-- Input --
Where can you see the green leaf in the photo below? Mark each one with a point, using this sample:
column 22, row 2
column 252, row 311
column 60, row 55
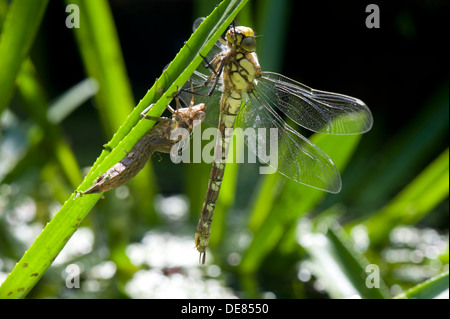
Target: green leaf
column 56, row 234
column 434, row 288
column 19, row 30
column 418, row 198
column 281, row 202
column 343, row 272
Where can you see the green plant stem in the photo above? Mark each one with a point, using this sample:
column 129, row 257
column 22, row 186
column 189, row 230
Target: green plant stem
column 58, row 231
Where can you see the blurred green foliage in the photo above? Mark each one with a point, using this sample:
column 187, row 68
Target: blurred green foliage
column 271, row 237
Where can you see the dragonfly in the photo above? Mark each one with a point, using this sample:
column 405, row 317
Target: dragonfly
column 164, row 137
column 245, row 97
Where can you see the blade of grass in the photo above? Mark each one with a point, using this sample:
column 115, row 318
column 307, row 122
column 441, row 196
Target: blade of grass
column 102, row 57
column 341, row 270
column 418, row 198
column 283, row 203
column 19, row 30
column 52, row 239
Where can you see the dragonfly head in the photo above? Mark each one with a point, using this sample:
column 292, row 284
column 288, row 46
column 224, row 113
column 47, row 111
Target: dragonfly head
column 241, row 37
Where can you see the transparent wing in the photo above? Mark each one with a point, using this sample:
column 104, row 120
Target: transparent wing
column 314, row 110
column 285, row 150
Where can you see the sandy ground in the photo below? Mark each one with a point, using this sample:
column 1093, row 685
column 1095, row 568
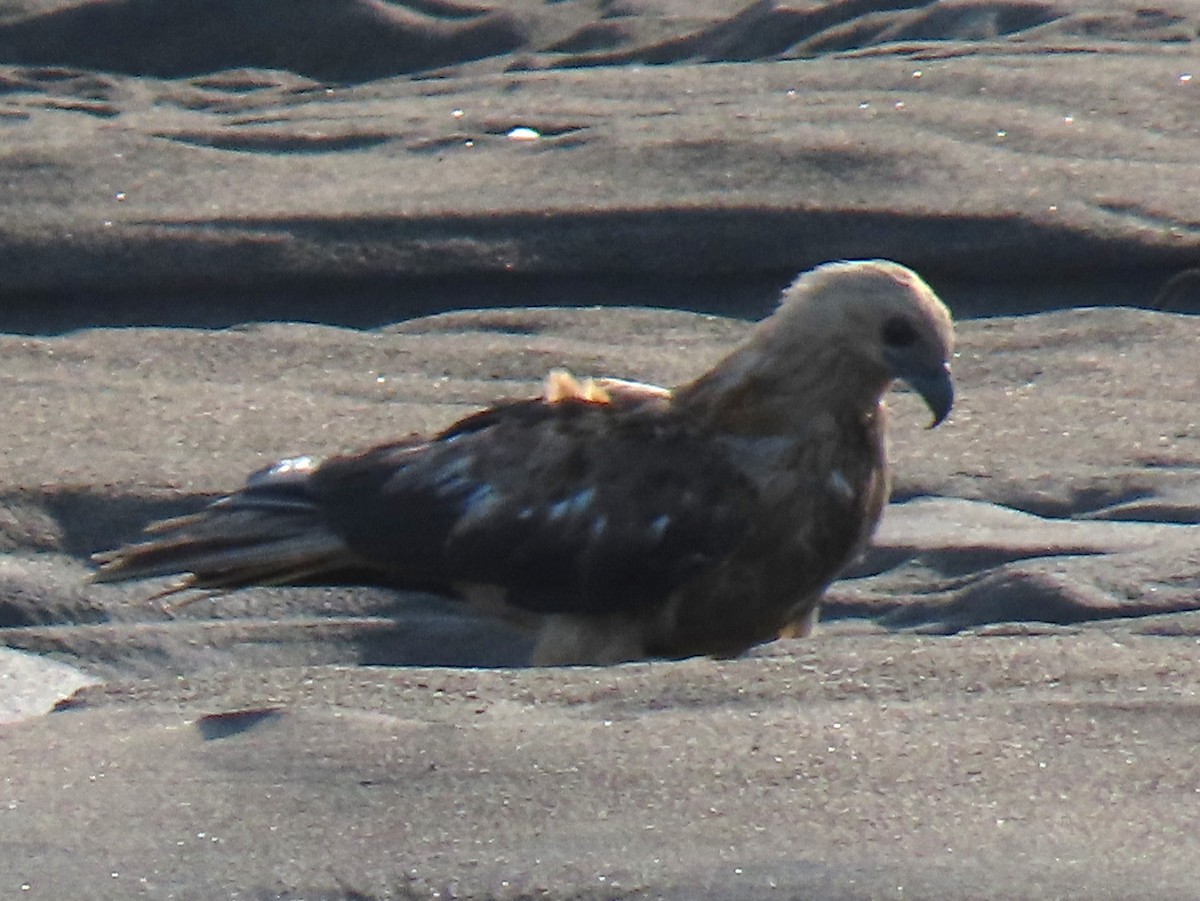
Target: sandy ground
column 1001, row 701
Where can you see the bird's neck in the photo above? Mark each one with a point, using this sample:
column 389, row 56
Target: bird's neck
column 750, row 392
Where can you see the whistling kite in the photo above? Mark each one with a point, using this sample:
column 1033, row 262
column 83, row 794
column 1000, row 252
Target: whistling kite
column 625, row 521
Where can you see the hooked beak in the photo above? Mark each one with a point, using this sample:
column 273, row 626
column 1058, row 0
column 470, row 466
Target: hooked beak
column 935, row 386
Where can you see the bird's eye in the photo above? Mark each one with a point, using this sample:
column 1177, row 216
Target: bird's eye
column 899, row 332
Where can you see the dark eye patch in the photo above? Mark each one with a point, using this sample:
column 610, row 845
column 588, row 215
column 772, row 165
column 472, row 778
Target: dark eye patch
column 899, row 331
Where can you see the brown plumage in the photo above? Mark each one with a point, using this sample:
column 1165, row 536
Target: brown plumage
column 623, row 520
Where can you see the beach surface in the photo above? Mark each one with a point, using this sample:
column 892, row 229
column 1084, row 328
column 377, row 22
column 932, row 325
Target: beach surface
column 239, row 232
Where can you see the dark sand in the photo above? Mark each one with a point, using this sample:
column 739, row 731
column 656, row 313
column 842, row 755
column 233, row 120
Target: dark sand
column 1002, row 698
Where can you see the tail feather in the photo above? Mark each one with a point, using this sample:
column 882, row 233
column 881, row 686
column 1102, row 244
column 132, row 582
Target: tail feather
column 269, row 533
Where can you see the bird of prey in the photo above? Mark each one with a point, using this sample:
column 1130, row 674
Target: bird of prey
column 623, row 521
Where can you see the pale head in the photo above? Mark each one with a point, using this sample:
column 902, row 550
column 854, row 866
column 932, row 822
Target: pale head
column 863, row 324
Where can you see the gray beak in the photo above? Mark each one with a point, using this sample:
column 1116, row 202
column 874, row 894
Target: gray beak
column 935, row 386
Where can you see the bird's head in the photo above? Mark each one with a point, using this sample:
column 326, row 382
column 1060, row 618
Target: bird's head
column 873, row 322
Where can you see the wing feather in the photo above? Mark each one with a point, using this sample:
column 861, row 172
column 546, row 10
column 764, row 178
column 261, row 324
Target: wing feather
column 573, row 506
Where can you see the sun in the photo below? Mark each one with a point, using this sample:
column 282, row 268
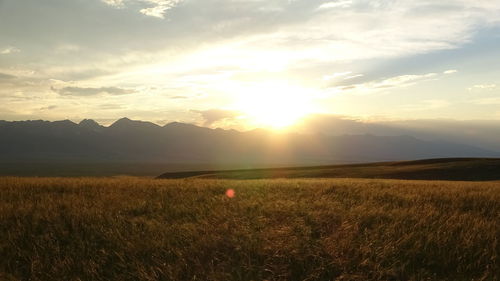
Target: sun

-- Written request --
Extract all of the data above word for word, leaving out the pictures.

-- Output of the exercise --
Where can you see the green leaf in the photo below? Mark each one with a point, using this sample:
column 22, row 2
column 252, row 311
column 60, row 55
Target: green leaf
column 56, row 234
column 434, row 288
column 19, row 30
column 418, row 198
column 281, row 202
column 343, row 272
Where can you see the green plant stem in the photo above? Mark each one with a point, using this sample:
column 129, row 257
column 22, row 186
column 189, row 230
Target: green plant stem
column 58, row 231
Where can you see the blurred green foliage in the photo above? Mark each one with a point, using this sample:
column 187, row 68
Target: blurred green foliage
column 271, row 237
Where can you see the dragonfly in the photo above? Mark each one with a point, using this sample:
column 405, row 317
Target: dragonfly
column 164, row 137
column 245, row 97
Where can you see the blade of grass in the photo above? Mark each one with a point, using this sample:
column 115, row 318
column 307, row 122
column 441, row 196
Target: blade of grass
column 102, row 57
column 341, row 270
column 418, row 198
column 283, row 203
column 19, row 30
column 52, row 239
Where can you see the dragonfly head in the photo above? Mark each one with a point, using this sample:
column 292, row 284
column 288, row 46
column 224, row 113
column 47, row 111
Target: dragonfly head
column 241, row 37
Where can you see the transparent wing in the photo above? Mark each one with a point, using this sample:
column 104, row 120
Target: transparent wing
column 314, row 110
column 285, row 150
Where can you see the sandy ground in the photo below? Mark each one with a point, using this sample:
column 1093, row 685
column 1095, row 568
Target: sandy ground
column 1001, row 701
Where can you see the bird's neck in the photo above? Mark each one with a point, using this sample:
column 389, row 56
Target: bird's neck
column 750, row 392
Where can you see the whistling kite in the photo above? Mark each one with a point, using this sample:
column 1033, row 262
column 83, row 794
column 1000, row 252
Target: whistling kite
column 625, row 521
Where can you see the hooked beak in the photo above? Mark each one with a point, using this sample:
column 273, row 626
column 1058, row 0
column 470, row 466
Target: hooked beak
column 935, row 386
Where can you see the bird's eye in the photo above? Mark each one with a point, using this sample:
column 1177, row 216
Target: bird's eye
column 899, row 332
Where can you see the dark eye patch in the photo above? Mark each one with a point, using this sample:
column 610, row 845
column 588, row 215
column 772, row 165
column 472, row 778
Target: dark eye patch
column 899, row 331
Where can you see the brown plumage in the photo above? Mark each one with a point, using this sample:
column 1165, row 536
Target: brown plumage
column 623, row 520
Where can you see the beach surface in the photo above? Mark each one with a point, using this sample:
column 892, row 229
column 1084, row 328
column 377, row 22
column 932, row 325
Target: beach surface
column 239, row 232
Where can you see the dark sand in the photo above? Mark each one with a point, using this sample:
column 739, row 731
column 656, row 313
column 842, row 755
column 233, row 120
Target: dark sand
column 1002, row 698
Where can you see the tail feather in the photo above? Mark each one with a point, using this sample:
column 882, row 233
column 881, row 686
column 1102, row 244
column 132, row 582
Target: tail feather
column 269, row 533
Where can you see the bird of prey in the photo above? Mark each one with a point, using this sample:
column 1130, row 674
Target: bird of prey
column 623, row 521
Where can you see the pale head in the photo above? Mark each one with a point, using this sample:
column 902, row 550
column 854, row 866
column 932, row 822
Target: pale head
column 863, row 324
Where can you see the gray beak in the photo above? Mark each one with a point, using this sample:
column 1116, row 202
column 874, row 894
Target: gray beak
column 935, row 386
Where can you see the bird's head in the photo above? Mark each one with a point, using this sample:
column 326, row 382
column 1060, row 618
Target: bird's head
column 873, row 322
Where can you see the wing feather in the photo above? Mark each one with a point, using this sample:
column 861, row 172
column 546, row 10
column 764, row 178
column 261, row 324
Target: wing feather
column 573, row 506
Where can you see the sun in the photo below? Mark each one with a point, using this sample:
column 282, row 268
Target: sun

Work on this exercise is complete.